Repeat exactly the lines of the entries below from the one with "positive clicks: (559, 6) (553, 22) (557, 12)" through the one with "11L559 0H556L553 22H550V35L555", both ends included, and nothing else.
BEGIN
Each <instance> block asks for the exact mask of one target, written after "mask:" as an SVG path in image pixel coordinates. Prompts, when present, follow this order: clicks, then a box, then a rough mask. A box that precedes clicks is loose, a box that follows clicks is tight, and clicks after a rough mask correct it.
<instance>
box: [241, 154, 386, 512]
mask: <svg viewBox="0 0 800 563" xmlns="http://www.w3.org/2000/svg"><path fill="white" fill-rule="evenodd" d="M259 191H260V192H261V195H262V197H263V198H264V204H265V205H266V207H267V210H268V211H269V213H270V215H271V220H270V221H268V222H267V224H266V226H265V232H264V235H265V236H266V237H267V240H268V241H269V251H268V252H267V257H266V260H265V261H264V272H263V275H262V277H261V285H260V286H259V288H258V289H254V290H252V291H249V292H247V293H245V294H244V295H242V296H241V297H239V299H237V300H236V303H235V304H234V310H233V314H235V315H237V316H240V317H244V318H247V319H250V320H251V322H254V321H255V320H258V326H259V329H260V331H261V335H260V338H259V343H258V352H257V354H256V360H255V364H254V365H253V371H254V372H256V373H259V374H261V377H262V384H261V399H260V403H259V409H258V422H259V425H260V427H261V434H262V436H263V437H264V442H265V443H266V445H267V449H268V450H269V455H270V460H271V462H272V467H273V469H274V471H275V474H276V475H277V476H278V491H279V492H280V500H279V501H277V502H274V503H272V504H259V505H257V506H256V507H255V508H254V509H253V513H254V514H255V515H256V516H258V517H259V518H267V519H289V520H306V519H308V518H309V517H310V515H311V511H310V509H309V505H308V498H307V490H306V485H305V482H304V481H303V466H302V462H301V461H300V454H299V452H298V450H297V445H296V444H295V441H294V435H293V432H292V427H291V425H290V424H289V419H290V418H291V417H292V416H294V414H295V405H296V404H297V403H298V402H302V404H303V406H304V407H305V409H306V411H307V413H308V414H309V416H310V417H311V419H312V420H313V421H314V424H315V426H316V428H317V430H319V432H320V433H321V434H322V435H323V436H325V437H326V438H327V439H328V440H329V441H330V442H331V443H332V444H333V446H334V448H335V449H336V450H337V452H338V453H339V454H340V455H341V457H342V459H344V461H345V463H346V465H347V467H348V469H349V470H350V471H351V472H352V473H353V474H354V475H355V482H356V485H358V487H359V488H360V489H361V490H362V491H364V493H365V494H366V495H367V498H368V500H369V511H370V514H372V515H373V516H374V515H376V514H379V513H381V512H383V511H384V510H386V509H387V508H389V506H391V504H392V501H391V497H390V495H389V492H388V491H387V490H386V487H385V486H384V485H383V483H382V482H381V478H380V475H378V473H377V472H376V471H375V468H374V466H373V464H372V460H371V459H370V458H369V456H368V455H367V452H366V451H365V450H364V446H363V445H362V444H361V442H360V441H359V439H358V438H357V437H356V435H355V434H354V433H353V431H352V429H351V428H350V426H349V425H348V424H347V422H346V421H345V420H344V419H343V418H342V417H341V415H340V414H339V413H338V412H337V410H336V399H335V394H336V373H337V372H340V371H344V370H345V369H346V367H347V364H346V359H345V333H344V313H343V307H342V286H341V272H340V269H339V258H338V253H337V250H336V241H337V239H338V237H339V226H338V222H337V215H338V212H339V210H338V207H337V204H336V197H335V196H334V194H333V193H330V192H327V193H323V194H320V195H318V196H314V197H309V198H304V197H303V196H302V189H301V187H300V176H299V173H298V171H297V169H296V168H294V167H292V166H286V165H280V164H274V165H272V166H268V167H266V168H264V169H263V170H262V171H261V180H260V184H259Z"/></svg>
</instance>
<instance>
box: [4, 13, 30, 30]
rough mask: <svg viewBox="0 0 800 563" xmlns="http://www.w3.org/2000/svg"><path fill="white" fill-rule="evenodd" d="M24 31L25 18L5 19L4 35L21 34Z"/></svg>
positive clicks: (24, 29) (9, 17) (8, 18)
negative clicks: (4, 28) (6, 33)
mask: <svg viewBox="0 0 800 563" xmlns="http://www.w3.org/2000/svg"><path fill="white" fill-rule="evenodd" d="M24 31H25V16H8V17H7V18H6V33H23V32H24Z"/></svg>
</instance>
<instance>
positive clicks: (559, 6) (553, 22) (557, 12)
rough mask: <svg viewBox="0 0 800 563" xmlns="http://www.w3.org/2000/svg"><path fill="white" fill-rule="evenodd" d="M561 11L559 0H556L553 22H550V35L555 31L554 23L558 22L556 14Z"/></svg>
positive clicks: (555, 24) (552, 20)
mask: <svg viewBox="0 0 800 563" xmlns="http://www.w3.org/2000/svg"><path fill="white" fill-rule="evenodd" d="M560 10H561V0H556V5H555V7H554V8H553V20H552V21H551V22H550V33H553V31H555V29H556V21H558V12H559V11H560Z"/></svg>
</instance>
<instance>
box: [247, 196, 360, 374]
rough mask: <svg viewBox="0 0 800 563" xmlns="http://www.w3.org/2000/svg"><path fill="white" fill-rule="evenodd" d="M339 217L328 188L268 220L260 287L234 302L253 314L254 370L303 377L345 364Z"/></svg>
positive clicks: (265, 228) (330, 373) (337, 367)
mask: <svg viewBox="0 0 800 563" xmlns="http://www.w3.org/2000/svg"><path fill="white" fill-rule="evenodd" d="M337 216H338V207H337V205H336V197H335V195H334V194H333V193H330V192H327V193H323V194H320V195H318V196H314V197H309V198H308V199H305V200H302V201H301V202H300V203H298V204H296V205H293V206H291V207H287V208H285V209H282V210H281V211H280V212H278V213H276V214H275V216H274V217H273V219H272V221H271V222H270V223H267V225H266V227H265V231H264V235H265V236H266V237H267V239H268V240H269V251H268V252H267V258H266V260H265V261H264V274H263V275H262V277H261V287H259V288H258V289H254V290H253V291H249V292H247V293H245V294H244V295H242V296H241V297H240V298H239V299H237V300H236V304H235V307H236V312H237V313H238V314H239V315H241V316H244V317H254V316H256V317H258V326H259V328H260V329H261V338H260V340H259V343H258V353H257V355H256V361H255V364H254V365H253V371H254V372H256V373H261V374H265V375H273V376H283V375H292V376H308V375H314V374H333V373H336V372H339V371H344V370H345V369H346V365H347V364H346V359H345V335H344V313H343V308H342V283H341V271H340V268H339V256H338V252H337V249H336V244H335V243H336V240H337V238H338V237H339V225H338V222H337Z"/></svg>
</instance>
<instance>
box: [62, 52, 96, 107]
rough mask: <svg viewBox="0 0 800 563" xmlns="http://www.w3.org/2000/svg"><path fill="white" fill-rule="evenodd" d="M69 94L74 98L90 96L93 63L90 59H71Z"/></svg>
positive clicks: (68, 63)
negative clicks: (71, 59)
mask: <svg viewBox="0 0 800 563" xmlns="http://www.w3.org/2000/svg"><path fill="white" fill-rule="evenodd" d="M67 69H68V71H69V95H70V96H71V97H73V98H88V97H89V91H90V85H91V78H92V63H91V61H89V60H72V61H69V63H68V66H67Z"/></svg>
END
BEGIN
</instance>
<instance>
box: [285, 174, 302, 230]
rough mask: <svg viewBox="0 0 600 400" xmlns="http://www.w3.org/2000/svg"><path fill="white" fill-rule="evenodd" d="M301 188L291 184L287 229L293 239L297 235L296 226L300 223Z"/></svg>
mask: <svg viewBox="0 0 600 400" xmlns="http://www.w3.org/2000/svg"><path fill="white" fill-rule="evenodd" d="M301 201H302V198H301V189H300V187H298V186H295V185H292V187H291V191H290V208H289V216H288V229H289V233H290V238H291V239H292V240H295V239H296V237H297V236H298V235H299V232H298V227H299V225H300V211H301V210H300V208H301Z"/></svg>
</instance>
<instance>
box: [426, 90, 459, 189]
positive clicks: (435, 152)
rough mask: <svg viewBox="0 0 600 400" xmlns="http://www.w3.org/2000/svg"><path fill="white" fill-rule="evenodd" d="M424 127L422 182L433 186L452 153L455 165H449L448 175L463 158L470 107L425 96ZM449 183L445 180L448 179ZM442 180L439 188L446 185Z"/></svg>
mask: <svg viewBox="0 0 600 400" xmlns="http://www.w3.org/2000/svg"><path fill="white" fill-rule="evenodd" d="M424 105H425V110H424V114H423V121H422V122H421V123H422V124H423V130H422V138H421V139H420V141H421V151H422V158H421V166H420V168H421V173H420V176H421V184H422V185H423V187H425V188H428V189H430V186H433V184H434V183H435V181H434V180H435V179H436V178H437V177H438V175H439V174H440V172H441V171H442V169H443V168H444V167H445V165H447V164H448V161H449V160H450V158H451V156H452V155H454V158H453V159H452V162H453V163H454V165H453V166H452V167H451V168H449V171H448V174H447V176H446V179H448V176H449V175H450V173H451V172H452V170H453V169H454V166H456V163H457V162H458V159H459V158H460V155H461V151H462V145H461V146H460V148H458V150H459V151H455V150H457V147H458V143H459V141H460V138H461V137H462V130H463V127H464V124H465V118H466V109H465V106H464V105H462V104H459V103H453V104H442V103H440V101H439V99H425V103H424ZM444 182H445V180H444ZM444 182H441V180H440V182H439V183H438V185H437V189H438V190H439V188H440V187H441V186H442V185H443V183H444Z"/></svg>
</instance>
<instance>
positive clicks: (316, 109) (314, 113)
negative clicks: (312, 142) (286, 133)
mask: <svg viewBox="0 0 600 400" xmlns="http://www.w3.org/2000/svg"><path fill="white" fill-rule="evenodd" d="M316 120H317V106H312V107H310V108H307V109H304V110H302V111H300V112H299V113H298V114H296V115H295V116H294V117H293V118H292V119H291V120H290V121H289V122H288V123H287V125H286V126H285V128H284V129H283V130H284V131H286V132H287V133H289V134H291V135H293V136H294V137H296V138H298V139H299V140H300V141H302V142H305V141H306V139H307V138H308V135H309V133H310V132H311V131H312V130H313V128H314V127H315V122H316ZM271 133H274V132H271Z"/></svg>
END
BEGIN
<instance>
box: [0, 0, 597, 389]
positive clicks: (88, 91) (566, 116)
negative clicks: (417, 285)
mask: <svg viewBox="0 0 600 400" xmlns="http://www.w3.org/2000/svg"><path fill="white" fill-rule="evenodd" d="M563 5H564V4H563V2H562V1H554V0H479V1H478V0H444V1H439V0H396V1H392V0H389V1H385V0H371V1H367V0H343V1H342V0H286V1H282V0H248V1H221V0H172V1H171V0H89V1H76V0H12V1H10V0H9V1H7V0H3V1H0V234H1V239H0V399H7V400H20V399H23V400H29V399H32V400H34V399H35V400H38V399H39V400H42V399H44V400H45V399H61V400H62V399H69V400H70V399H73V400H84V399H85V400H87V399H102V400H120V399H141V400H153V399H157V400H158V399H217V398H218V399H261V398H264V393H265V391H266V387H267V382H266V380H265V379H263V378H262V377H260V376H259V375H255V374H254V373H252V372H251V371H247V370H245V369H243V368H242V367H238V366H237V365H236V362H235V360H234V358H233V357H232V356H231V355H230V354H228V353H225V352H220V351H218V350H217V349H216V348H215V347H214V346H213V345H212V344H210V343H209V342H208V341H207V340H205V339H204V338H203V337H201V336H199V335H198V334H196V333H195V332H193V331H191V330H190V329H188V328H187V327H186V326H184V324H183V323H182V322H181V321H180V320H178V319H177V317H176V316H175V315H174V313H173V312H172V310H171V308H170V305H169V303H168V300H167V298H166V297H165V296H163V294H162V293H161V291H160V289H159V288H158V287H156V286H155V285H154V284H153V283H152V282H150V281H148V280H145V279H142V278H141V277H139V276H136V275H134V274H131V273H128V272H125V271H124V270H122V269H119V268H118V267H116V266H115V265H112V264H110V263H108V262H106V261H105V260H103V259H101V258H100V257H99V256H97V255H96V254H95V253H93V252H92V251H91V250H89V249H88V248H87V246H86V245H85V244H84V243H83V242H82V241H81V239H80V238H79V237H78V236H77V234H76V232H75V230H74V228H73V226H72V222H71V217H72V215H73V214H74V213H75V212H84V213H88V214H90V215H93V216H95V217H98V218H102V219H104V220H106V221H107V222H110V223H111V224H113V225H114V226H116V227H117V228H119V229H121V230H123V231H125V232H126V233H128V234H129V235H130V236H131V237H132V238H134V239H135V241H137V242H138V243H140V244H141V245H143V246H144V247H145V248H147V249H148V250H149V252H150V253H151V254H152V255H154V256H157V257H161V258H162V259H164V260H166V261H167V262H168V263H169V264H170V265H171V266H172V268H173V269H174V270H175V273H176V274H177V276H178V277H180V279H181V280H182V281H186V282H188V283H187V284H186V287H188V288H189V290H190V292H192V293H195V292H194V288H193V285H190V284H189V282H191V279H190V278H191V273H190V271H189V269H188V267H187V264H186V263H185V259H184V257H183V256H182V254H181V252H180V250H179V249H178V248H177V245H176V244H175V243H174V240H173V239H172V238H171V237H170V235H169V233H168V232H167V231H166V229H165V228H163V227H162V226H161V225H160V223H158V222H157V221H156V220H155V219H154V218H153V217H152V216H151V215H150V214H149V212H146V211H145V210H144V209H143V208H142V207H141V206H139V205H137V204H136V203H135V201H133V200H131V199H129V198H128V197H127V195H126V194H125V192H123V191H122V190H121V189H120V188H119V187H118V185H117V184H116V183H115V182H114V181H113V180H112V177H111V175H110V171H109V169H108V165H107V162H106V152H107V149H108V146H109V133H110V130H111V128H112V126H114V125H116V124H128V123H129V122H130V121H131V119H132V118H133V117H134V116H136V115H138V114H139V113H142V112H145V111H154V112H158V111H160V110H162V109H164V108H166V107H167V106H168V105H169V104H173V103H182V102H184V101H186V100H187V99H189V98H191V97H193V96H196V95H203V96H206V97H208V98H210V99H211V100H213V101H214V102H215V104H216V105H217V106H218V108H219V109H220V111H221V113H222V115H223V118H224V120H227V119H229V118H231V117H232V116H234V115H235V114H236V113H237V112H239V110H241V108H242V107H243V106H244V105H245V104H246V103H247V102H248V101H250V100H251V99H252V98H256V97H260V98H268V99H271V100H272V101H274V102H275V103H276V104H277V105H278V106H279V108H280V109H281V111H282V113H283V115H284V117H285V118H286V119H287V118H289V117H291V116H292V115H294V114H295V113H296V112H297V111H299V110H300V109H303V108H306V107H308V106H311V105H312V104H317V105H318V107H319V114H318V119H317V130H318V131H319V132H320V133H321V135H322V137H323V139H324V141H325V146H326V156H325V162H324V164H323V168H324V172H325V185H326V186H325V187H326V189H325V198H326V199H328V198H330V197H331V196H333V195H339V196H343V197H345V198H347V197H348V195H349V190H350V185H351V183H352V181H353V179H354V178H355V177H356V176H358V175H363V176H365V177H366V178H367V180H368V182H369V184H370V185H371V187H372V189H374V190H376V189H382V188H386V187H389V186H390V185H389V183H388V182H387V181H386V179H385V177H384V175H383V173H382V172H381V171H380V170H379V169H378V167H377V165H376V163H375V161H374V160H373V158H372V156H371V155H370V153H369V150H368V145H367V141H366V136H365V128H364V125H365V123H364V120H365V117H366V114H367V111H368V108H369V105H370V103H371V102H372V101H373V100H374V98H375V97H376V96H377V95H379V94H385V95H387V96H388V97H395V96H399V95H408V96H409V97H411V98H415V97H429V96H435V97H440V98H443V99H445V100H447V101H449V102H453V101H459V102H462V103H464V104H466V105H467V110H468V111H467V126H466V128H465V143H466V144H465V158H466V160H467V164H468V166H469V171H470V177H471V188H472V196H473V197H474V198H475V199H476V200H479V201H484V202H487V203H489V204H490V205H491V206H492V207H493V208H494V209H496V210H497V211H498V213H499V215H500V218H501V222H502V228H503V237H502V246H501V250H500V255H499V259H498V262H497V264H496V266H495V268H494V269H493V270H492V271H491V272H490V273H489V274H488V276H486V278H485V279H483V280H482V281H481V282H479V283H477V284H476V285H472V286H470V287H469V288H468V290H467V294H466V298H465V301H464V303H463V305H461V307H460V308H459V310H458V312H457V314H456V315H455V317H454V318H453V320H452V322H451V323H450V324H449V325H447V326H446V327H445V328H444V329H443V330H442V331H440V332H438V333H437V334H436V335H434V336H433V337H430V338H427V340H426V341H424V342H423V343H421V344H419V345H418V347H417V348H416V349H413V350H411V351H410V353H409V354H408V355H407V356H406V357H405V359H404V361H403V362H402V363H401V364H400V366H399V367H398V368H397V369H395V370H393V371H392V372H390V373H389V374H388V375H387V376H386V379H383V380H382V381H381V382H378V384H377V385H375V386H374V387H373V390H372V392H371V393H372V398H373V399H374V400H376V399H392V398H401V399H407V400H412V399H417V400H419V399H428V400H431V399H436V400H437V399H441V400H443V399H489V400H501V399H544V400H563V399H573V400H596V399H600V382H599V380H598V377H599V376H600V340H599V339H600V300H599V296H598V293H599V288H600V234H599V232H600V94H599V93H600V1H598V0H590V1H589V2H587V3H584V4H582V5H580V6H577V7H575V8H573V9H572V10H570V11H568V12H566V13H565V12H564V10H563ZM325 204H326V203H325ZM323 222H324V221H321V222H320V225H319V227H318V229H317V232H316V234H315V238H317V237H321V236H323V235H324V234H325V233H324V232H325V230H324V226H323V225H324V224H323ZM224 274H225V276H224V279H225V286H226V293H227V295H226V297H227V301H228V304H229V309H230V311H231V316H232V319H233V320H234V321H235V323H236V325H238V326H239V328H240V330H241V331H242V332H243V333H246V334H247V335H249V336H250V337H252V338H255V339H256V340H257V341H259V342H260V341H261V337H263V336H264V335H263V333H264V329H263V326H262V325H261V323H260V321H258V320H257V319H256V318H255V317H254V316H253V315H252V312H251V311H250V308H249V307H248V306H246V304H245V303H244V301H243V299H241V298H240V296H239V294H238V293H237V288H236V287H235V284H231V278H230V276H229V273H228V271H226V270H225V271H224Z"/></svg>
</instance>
END
• [Task solution]:
positive clicks: (559, 6) (553, 22) (557, 12)
rough mask: <svg viewBox="0 0 800 563" xmlns="http://www.w3.org/2000/svg"><path fill="white" fill-rule="evenodd" d="M561 11L559 0H556L553 22H550V35L555 31L554 23L558 22L556 14Z"/></svg>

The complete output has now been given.